**The task**
Would you retype, word for word, only the lines from the one holding "Where can you see the metal pole" through the final line of the entries below, without the pictures?

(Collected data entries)
BEGIN

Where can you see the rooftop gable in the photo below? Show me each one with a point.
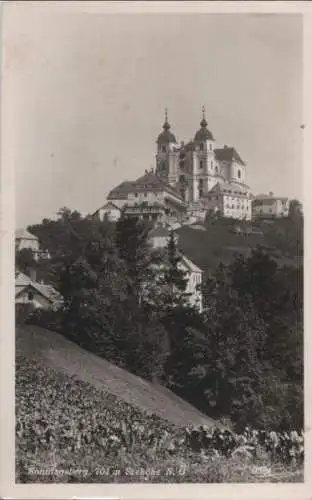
(23, 234)
(228, 155)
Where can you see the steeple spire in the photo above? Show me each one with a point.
(203, 123)
(166, 125)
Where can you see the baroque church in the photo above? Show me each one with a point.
(189, 180)
(203, 174)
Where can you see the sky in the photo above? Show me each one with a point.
(89, 91)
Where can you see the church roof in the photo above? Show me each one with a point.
(228, 155)
(121, 191)
(203, 134)
(166, 136)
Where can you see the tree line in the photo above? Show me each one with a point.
(241, 359)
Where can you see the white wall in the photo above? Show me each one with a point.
(38, 300)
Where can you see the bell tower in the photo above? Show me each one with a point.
(167, 157)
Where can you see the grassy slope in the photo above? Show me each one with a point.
(219, 243)
(47, 364)
(56, 352)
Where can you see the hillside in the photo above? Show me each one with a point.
(52, 350)
(219, 243)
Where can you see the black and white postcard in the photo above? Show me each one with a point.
(153, 329)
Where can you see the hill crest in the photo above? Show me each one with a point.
(55, 351)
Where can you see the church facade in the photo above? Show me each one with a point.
(207, 177)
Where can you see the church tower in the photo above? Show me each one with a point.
(167, 154)
(204, 166)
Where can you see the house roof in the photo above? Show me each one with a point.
(23, 234)
(109, 204)
(267, 197)
(147, 182)
(143, 204)
(228, 155)
(22, 281)
(227, 188)
(160, 232)
(190, 265)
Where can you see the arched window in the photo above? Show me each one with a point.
(200, 187)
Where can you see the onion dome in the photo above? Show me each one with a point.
(203, 134)
(166, 136)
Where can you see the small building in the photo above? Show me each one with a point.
(110, 210)
(148, 197)
(194, 282)
(159, 237)
(24, 239)
(39, 295)
(229, 200)
(268, 206)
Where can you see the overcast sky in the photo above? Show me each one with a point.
(90, 92)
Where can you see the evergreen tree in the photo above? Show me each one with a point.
(172, 278)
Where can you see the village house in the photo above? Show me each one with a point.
(268, 206)
(24, 239)
(110, 211)
(39, 295)
(149, 198)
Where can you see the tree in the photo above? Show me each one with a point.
(172, 280)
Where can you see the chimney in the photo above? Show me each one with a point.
(33, 274)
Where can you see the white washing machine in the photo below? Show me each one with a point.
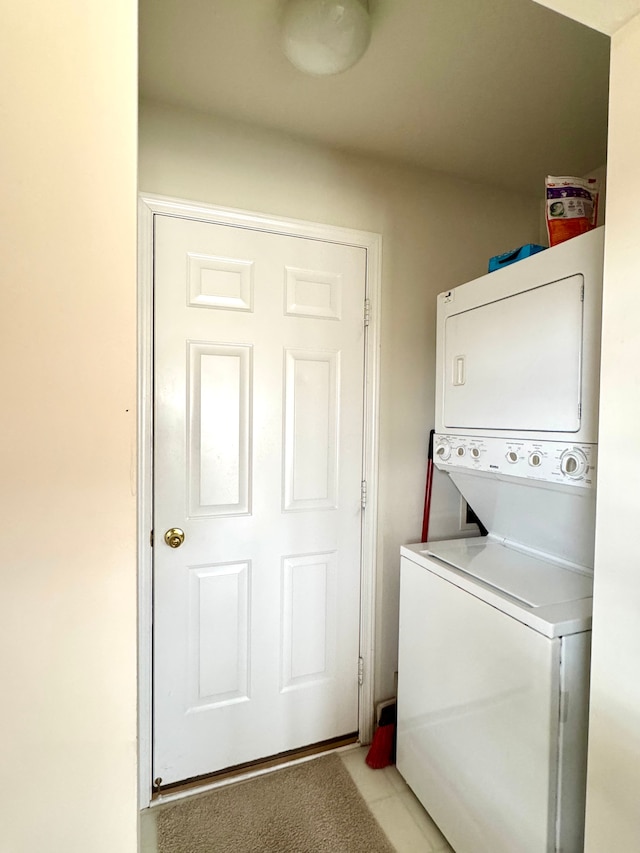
(494, 640)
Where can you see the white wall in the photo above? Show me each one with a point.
(67, 421)
(437, 233)
(613, 800)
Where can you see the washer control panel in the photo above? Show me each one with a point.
(550, 461)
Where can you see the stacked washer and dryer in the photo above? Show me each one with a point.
(494, 648)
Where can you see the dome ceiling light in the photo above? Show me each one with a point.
(323, 37)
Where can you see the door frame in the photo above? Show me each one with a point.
(149, 206)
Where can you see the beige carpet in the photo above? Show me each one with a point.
(313, 807)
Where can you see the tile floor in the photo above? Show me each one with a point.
(406, 824)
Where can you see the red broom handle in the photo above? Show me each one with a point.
(427, 496)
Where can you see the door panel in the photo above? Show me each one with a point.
(259, 354)
(484, 389)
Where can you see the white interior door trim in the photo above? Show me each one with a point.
(149, 206)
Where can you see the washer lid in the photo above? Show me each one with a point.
(529, 580)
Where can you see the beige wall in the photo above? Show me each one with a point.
(67, 421)
(613, 802)
(437, 232)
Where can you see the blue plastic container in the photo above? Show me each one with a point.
(499, 261)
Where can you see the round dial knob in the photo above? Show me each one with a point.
(443, 450)
(573, 463)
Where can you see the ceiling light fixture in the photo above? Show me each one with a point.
(323, 37)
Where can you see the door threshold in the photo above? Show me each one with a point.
(250, 768)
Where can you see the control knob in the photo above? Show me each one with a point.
(443, 450)
(573, 463)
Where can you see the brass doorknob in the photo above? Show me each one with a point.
(174, 537)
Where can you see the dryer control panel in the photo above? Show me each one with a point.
(548, 461)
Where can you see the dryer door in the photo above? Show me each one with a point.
(515, 364)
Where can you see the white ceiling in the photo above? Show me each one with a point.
(498, 91)
(607, 16)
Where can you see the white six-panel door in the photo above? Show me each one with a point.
(258, 424)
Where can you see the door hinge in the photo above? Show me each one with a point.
(564, 707)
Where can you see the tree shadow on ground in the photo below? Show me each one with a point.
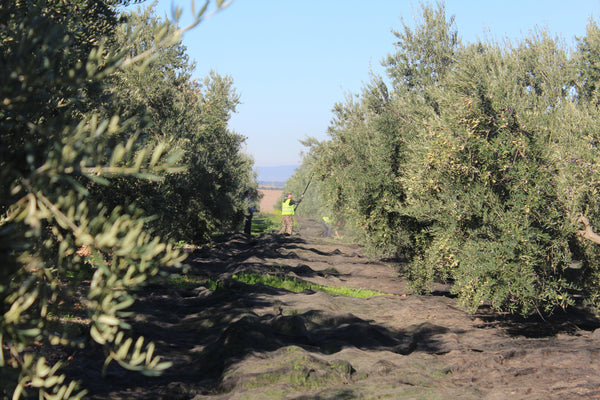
(569, 321)
(206, 333)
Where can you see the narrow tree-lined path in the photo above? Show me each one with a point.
(256, 342)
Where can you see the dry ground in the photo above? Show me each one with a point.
(256, 342)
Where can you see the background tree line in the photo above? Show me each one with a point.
(477, 162)
(107, 145)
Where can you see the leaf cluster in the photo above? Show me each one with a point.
(89, 125)
(474, 163)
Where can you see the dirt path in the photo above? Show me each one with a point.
(256, 342)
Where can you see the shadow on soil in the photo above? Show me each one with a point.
(204, 332)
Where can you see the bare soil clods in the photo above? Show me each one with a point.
(257, 342)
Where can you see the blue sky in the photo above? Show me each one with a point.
(291, 61)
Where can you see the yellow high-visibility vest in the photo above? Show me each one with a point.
(287, 208)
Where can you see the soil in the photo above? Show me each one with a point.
(256, 342)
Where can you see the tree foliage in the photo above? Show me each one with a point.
(476, 162)
(77, 127)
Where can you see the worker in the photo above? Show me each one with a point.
(250, 210)
(326, 226)
(287, 213)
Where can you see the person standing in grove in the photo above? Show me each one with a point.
(250, 210)
(287, 213)
(326, 226)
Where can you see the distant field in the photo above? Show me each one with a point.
(269, 199)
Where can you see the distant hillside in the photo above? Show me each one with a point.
(275, 176)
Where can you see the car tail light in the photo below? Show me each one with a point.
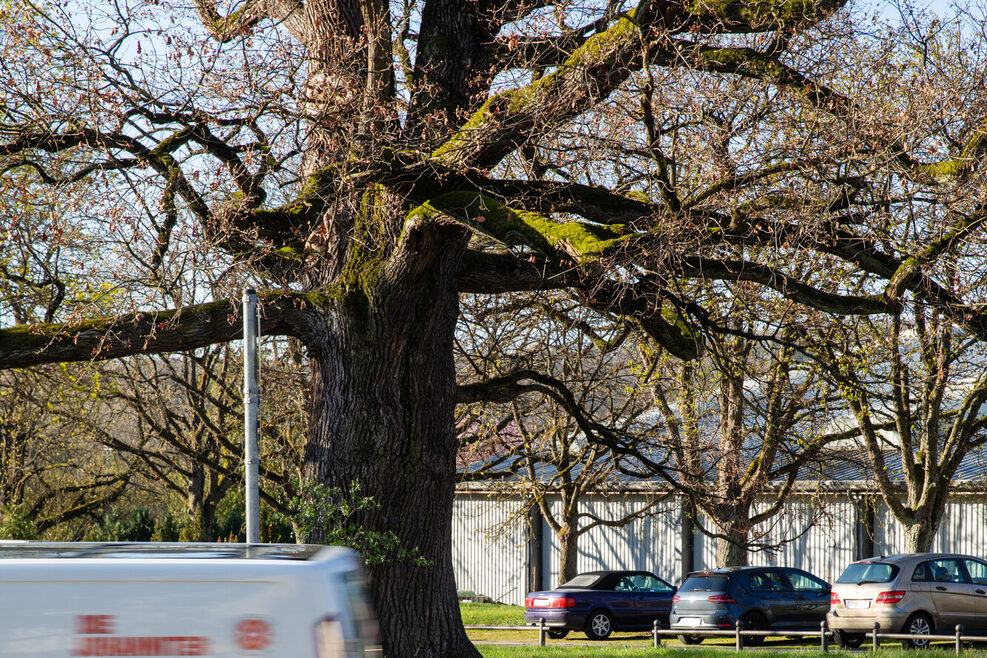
(721, 598)
(564, 602)
(331, 642)
(890, 598)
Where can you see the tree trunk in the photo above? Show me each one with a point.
(568, 550)
(384, 388)
(731, 548)
(919, 535)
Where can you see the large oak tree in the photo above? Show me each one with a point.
(365, 162)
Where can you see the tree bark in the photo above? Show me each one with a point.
(383, 387)
(731, 548)
(568, 550)
(919, 536)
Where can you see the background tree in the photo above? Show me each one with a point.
(917, 391)
(545, 370)
(346, 183)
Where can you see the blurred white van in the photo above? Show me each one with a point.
(161, 599)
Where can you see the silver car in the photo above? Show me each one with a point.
(919, 593)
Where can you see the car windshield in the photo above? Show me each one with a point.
(869, 572)
(582, 581)
(705, 582)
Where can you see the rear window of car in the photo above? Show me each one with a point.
(869, 572)
(582, 581)
(706, 582)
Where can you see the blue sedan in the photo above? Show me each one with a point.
(600, 602)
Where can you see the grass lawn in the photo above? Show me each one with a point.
(492, 614)
(504, 644)
(492, 651)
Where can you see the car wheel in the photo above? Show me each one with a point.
(599, 625)
(755, 621)
(918, 624)
(848, 640)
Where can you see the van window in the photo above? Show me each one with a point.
(705, 582)
(363, 615)
(869, 572)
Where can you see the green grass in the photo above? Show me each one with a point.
(492, 614)
(491, 651)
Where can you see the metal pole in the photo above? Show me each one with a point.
(251, 403)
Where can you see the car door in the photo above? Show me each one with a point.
(977, 570)
(813, 598)
(953, 594)
(654, 600)
(774, 596)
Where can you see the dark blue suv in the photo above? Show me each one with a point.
(763, 598)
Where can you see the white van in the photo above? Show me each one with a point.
(160, 599)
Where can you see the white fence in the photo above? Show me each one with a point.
(491, 534)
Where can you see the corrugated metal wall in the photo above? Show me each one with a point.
(651, 543)
(811, 533)
(489, 547)
(963, 528)
(818, 535)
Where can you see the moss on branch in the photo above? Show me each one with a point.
(760, 15)
(581, 241)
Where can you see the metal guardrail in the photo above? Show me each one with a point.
(824, 634)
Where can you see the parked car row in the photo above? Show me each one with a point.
(918, 594)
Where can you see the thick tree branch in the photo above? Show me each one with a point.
(153, 332)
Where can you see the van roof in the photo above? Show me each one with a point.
(161, 550)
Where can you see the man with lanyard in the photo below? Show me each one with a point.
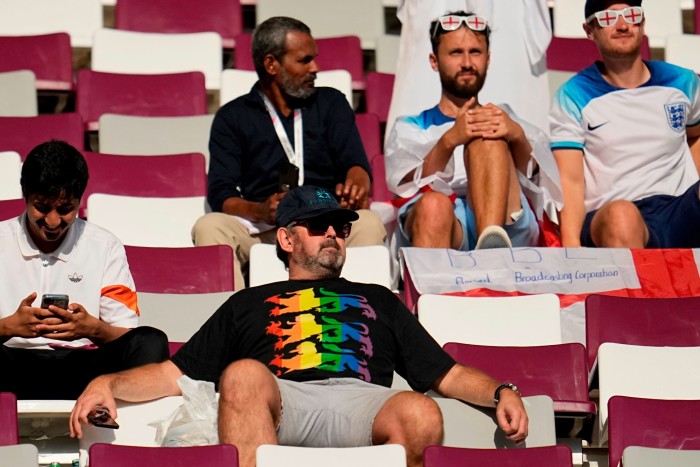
(625, 137)
(284, 133)
(461, 163)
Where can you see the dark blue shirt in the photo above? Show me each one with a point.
(245, 153)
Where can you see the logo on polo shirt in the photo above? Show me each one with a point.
(75, 277)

END

**Task result**
Where can you see the metal pole in the photo above? Show me each one with a point.
(251, 403)
Where can you see the car door in the photo above? Show me each one with a point.
(977, 570)
(813, 598)
(953, 594)
(654, 600)
(774, 596)
Where can you see the dark blue suv in the photo above? Show me each one with a point.
(763, 598)
Where can you see the white van in the photo above? Show me each one with a point.
(160, 599)
Where can you see the white fence in the photo above? Show me each one with a point.
(491, 534)
Where can you see the corrugated metal wall in the photo above? Show me each one with a point.
(651, 543)
(811, 533)
(489, 547)
(963, 528)
(818, 535)
Where can you see the moss on branch in the photo above? Show me each one with a point.
(760, 15)
(581, 241)
Where can you see the metal guardrail in the photo above? Show me each one with a point.
(824, 634)
Where can you see the parked car row in the photo above? Show me each one with a point.
(918, 594)
Where can you see the thick tree branch in the photo above? Show me each one with a point.
(153, 332)
Where can you see the van roof in the photo above? Show me each one with a point.
(161, 550)
Where can you see the man with lanyard in the photo below? Show me each one with a point.
(625, 137)
(284, 133)
(461, 163)
Where can you see the dark blue shirt in the photo above? Show me each one with a point.
(245, 153)
Where can you see the logo on polo shirt in the photo above? Show me each one with a point.
(75, 277)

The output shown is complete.